▶ [Problem requirements]
Collect every line in the entries below that contains the string "surface". Copy each such line in full.

Coordinate annotation entries
-=-=-=-=-
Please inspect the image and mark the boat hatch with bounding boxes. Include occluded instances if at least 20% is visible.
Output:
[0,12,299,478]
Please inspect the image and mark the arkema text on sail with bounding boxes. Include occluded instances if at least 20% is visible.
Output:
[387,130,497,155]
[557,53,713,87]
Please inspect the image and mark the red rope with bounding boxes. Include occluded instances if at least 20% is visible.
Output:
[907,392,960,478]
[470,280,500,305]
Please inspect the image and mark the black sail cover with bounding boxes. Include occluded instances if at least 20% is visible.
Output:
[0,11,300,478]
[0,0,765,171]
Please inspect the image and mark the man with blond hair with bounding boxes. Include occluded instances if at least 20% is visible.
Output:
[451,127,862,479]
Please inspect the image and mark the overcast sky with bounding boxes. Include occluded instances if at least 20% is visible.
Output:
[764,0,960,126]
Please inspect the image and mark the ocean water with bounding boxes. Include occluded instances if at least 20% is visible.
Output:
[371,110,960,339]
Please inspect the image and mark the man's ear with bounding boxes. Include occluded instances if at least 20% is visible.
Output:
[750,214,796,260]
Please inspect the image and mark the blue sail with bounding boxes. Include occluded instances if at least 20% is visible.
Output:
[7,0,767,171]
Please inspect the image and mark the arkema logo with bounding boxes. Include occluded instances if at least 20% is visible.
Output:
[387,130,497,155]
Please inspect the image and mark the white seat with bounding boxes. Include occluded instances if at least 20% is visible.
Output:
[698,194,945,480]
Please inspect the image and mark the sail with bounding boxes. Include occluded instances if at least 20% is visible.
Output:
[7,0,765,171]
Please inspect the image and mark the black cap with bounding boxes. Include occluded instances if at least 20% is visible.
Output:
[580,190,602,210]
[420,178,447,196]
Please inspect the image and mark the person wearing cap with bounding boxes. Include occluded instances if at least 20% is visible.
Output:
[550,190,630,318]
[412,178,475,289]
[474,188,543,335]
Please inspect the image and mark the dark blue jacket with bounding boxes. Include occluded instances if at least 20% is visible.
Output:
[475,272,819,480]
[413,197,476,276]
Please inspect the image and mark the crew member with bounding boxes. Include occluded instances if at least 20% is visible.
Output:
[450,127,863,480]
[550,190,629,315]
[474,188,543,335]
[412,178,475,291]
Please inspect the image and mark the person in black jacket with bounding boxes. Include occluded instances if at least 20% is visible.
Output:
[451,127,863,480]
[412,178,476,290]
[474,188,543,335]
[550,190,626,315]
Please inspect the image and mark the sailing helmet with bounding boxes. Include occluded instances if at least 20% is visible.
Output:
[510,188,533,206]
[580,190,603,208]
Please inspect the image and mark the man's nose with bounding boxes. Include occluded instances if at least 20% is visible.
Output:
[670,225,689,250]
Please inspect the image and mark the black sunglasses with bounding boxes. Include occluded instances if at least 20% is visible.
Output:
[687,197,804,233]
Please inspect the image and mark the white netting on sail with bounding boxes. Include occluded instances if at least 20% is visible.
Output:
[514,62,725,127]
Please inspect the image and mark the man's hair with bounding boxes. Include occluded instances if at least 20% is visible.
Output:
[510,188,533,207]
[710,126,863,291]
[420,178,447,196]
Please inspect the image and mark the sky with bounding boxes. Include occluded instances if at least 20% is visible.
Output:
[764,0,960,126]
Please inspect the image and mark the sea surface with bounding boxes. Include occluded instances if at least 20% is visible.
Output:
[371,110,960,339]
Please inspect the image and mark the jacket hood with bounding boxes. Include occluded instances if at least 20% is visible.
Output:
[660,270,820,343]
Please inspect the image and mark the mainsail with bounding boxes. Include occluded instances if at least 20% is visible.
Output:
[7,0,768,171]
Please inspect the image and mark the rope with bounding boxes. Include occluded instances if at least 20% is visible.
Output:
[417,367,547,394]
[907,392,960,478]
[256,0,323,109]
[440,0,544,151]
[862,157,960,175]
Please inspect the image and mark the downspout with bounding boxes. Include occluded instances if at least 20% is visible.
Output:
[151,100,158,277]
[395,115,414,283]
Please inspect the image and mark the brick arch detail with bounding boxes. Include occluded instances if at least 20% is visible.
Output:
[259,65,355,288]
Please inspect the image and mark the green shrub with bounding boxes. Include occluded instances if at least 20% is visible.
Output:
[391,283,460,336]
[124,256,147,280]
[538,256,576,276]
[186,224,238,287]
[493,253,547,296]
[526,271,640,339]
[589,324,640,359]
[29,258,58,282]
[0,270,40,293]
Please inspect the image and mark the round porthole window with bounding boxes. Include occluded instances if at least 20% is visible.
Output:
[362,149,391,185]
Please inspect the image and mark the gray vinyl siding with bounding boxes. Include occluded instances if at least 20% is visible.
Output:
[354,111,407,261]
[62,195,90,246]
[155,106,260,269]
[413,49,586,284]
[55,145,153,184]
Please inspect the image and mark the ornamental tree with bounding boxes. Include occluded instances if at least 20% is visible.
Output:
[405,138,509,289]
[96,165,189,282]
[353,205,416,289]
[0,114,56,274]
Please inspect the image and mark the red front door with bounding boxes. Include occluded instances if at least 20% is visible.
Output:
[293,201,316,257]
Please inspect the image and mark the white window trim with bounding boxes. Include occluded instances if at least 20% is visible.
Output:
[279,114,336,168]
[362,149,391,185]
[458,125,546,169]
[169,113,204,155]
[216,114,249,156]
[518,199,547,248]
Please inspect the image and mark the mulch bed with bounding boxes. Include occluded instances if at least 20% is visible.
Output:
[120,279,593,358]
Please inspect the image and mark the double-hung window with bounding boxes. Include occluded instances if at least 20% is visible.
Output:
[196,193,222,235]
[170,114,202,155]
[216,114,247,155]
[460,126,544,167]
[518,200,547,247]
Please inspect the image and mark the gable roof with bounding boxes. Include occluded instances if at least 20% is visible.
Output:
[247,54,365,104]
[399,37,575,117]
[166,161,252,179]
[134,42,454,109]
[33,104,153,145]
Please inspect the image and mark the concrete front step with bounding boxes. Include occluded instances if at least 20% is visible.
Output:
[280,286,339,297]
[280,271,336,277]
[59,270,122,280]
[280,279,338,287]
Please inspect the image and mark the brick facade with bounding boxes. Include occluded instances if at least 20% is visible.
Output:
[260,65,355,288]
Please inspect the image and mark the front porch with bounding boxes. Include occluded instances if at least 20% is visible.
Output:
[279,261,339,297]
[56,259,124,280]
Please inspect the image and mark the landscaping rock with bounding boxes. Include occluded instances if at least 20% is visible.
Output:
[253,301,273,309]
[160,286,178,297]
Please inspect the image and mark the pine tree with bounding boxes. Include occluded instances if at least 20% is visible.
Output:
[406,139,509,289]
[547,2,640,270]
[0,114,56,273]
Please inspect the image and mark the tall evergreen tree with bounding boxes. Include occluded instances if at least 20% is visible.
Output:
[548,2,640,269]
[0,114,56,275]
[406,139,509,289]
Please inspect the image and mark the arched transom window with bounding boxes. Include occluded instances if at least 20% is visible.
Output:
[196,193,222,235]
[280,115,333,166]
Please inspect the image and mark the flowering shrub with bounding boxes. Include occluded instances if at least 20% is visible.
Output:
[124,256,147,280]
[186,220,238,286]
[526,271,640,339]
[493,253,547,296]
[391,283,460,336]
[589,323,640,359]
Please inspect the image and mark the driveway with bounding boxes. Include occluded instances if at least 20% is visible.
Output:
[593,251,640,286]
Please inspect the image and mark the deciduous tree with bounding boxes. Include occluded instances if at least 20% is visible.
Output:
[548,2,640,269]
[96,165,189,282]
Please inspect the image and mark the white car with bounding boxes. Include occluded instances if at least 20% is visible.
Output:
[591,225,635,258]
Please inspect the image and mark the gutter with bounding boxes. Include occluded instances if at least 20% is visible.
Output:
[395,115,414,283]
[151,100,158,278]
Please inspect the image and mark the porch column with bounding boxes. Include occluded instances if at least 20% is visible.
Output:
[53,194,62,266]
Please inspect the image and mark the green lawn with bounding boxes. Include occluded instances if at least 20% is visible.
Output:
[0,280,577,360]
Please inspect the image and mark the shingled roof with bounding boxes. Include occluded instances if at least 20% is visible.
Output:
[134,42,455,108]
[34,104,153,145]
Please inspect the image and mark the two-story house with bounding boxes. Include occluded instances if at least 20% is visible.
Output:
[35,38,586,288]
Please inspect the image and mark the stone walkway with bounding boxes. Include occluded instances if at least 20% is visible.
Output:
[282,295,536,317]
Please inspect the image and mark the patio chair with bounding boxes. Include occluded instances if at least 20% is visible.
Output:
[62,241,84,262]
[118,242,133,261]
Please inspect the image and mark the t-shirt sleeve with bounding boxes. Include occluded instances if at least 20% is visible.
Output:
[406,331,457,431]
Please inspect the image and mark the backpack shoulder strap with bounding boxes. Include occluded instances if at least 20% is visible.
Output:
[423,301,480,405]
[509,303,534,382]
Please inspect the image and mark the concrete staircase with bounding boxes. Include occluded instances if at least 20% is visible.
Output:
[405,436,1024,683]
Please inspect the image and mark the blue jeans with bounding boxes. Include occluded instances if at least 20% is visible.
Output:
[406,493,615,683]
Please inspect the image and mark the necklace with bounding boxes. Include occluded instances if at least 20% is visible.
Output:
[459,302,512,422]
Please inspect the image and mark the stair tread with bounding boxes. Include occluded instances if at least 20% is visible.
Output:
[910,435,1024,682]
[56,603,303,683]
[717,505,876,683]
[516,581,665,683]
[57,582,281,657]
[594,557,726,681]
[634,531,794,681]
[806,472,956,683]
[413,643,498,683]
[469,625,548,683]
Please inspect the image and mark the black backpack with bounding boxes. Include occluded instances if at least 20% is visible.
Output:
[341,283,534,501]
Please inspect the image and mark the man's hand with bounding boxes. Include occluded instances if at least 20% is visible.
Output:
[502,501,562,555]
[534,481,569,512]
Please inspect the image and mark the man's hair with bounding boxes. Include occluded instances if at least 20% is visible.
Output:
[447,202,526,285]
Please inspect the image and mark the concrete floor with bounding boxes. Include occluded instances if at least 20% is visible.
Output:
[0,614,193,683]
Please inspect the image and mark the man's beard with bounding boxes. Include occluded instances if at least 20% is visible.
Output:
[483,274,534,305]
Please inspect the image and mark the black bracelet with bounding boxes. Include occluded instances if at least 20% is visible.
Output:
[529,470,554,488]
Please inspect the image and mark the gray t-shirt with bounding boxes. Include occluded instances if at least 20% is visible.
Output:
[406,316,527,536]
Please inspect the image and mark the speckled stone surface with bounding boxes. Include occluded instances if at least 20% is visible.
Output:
-=-=-=-=-
▶ [Task response]
Please inspect the image and mark the sea surface with bounding boxes. Include occluded instances if at least 20% is visible.
Please inspect the image and mark the speckled stone surface with bounding boxes. Include occluded instances if at least 20% is visible.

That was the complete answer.